Stored records
Content starts

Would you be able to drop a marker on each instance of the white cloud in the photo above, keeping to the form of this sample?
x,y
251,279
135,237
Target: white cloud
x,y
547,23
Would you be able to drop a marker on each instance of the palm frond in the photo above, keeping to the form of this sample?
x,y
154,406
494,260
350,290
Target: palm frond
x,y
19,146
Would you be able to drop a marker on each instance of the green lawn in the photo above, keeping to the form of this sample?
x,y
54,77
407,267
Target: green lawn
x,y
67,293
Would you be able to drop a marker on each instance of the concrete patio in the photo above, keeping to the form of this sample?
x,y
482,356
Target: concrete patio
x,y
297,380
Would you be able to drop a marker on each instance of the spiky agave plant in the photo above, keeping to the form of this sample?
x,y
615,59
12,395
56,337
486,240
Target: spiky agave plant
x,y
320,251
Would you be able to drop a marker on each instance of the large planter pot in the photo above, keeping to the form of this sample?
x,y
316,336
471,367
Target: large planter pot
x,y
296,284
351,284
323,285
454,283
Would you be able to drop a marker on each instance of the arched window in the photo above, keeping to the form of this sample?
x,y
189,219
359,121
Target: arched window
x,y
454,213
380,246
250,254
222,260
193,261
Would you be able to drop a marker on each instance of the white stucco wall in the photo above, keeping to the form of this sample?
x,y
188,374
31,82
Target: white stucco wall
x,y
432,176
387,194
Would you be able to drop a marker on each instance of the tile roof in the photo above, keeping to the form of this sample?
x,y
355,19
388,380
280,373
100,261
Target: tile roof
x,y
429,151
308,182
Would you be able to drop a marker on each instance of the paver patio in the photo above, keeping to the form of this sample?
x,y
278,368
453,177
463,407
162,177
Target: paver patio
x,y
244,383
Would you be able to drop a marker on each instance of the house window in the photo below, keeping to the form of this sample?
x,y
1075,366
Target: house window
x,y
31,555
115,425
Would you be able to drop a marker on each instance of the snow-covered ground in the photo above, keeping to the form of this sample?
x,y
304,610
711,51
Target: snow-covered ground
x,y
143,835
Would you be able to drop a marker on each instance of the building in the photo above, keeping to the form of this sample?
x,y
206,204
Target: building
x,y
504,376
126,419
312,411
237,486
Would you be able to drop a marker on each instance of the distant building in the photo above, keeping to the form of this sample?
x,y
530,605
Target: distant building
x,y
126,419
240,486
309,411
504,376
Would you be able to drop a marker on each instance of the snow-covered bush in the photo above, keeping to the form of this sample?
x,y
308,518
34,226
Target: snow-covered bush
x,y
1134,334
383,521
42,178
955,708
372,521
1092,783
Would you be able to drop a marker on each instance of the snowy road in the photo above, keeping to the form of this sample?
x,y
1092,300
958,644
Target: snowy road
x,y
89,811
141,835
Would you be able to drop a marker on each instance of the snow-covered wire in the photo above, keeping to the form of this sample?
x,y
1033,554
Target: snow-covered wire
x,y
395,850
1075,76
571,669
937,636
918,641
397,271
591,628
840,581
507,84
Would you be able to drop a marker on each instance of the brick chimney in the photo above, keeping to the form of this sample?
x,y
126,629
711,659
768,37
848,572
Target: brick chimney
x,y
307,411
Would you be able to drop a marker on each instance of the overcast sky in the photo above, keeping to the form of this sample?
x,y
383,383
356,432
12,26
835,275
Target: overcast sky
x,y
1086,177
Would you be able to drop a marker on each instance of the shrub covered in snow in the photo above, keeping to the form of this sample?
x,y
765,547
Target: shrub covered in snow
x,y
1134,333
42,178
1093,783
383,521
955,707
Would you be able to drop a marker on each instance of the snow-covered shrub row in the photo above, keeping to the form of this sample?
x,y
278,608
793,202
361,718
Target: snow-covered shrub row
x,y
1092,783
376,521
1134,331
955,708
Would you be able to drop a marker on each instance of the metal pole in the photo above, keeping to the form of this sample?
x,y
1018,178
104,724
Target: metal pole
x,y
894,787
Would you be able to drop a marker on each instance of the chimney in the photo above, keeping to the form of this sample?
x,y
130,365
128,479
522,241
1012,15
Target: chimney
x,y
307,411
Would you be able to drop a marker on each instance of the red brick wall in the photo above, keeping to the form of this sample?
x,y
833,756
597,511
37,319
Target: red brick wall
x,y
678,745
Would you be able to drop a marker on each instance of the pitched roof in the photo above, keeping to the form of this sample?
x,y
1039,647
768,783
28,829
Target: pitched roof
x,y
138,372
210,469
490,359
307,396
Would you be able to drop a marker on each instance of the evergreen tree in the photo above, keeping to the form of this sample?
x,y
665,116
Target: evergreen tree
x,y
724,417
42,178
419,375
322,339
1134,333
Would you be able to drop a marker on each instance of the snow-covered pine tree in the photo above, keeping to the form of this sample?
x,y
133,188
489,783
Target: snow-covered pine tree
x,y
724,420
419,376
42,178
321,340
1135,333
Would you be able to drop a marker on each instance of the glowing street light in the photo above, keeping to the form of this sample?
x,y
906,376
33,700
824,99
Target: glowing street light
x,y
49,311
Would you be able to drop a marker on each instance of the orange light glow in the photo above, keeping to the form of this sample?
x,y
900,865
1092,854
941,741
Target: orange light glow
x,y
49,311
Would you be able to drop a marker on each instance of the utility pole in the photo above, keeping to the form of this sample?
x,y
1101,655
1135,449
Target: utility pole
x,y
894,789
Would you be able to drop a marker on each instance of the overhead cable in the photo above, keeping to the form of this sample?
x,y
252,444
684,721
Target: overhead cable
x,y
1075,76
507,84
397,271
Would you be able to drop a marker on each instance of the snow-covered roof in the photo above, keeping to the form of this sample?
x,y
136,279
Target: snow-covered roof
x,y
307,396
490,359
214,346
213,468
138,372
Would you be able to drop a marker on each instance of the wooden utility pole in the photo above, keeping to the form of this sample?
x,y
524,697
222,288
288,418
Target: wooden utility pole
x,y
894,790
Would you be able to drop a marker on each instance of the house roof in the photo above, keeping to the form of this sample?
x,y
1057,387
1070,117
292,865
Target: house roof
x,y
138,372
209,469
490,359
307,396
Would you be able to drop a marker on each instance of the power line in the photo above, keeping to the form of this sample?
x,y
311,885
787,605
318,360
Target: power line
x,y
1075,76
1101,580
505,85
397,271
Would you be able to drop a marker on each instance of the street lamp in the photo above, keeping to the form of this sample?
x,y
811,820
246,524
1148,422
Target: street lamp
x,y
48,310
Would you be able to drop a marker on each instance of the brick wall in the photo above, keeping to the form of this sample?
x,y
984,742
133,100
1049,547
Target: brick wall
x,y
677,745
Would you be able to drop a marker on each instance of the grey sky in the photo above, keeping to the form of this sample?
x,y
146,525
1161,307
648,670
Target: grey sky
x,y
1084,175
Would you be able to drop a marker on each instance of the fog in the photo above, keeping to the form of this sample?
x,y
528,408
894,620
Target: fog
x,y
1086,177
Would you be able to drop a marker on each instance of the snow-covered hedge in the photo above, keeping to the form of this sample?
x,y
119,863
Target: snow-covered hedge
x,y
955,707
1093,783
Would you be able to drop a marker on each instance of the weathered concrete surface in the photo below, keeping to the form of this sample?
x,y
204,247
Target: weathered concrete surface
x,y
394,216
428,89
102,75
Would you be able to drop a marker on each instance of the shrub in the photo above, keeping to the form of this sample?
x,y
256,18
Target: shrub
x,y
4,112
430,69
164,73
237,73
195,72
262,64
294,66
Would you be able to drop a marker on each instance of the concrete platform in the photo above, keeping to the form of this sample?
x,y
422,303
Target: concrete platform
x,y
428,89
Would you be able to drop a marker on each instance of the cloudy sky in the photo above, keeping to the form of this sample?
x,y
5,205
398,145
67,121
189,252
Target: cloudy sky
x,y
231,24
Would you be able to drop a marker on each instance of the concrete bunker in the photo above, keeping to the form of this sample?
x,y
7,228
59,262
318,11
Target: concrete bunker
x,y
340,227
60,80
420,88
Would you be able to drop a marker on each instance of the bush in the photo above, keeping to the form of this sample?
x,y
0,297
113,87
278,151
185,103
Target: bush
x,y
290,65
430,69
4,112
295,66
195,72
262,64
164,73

Content ends

• _Task requirements_
Look for the string "below" in the data above and return every line that has it.

• _Output_
Would you be able to drop a marker on each instance of the house window in the photo below, keeping to the form of this sample?
Would you be able to drop a marker on each instance of the weathered concrete surface in the photo below, keeping to the form of this sample?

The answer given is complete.